VOS TÂCHES:
[1] Dans le passage sur Albinus, énumérez les actions qu'il accomplit après le bruit prématuré de la mort de l'empereur.
[2] Rédigez, s'il vous plaît, la suite du passage sur Albinus à partir de sa dernière phrase.

Il ne paraît pas qu’Albinus ait jamais été le ministre des cruautés de Commode, ni même le compagnon de ses débauches. Il était revêtu d’un commandement honorable loin de la capitale, lorsqu’il reçut une lettre particulière de l’empereur, qui lui faisait part des complots de quelques officiers mécontens, et qui l’autorisait à se déclarer défenseur du trône et successeur à l’empire, en prenant le titre et la dignité de César[1]. Le gouverneur de Bretagne refusa sagement d’accepter un honneur dangereux qui l’aurait exposé à la jalousie, et qui pouvait l’envelopper dans la ruine prochaine de Commode. Albinus employa, pour s’élever, des moyens plus nobles, ou au moins plus imposans. Sur un bruit prématuré de la mort de l’empereur, il assembla ses troupes, et après avoir déploré les maux inévitables du despotisme, il leur représenta, dans un discours éloquent, le bonheur et la gloire dont leurs ancêtres avaient joui sous le gouvernement consulaire, et déclara qu’il était fermement résolu de rendre au peuple et au sénat leur autorité légitime.

DONNÉES FOURNIES:
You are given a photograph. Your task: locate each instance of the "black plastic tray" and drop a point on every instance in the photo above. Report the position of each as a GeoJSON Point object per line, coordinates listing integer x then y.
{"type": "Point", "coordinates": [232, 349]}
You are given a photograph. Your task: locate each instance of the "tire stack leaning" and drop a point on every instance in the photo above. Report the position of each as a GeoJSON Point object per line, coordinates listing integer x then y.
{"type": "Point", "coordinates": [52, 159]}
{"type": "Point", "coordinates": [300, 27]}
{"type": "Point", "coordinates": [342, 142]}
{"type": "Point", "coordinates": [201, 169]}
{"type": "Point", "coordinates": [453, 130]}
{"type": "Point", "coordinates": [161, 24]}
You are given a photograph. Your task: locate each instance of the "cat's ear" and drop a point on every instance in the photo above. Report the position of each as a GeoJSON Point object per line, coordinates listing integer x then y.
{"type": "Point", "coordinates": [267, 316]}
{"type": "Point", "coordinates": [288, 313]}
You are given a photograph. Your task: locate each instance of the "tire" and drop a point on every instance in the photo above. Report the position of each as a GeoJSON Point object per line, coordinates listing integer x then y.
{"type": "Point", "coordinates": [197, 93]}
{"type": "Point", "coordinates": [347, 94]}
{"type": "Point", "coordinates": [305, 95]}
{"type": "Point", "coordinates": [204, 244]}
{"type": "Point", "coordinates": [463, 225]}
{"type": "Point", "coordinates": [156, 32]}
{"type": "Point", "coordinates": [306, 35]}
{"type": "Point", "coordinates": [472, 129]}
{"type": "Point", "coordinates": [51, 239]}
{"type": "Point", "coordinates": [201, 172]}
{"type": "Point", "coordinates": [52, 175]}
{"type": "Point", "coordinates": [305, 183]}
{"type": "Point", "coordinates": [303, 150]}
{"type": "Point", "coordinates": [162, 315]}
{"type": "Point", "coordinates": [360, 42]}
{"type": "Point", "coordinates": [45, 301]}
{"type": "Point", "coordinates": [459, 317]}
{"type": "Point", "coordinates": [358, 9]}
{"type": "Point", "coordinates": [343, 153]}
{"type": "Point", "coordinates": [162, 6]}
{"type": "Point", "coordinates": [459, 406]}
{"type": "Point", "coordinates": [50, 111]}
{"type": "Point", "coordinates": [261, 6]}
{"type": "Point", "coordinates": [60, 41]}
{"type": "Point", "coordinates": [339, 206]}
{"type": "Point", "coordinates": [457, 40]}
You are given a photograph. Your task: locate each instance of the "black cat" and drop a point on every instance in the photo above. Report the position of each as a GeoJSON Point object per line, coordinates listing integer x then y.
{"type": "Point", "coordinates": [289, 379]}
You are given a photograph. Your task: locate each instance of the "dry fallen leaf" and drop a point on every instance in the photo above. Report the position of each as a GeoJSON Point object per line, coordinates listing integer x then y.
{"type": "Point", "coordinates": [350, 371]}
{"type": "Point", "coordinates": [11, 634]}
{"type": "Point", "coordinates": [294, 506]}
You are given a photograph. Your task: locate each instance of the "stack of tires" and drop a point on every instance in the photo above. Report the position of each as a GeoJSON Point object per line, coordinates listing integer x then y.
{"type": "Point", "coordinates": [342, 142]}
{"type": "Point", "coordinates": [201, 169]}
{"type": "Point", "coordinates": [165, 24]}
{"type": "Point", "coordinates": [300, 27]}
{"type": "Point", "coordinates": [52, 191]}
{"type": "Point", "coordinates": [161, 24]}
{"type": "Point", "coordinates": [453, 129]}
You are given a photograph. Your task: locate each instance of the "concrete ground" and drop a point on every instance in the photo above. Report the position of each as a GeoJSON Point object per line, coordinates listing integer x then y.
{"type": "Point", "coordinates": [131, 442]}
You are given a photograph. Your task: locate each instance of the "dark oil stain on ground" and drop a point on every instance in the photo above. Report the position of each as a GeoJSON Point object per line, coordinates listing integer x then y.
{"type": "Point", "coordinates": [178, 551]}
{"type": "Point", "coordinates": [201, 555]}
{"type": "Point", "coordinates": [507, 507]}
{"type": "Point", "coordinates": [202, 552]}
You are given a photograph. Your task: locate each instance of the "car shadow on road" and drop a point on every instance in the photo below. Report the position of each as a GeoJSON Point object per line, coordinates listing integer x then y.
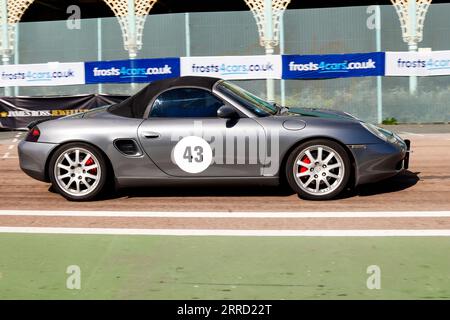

RÉPONSES RÉDIGÉES:
[1]
- Il assemble ses troupes.
- Il déplore les maux inévitables du despotisme.
- Il leur représente, dans un discours éloquent, le bonheur et la gloire dont leurs ancêtres avaient joui sous le gouvernement consulaire.
- Il déclare être fermement résolu à rendre au peuple et au sénat leur autorité légitime.

[2]
Cette harangue populaire fut reçue par les légions britanniques avec des acclamations redoublées ; à Rome, elle excita des applaudissemens secrets. Tranquille possesseur d’une province séparée du continent et à la tête d’une armée moins célèbre, il est vrai, par la discipline que par le nombre et la valeur

  1. Hist. Aug., p. 80-84.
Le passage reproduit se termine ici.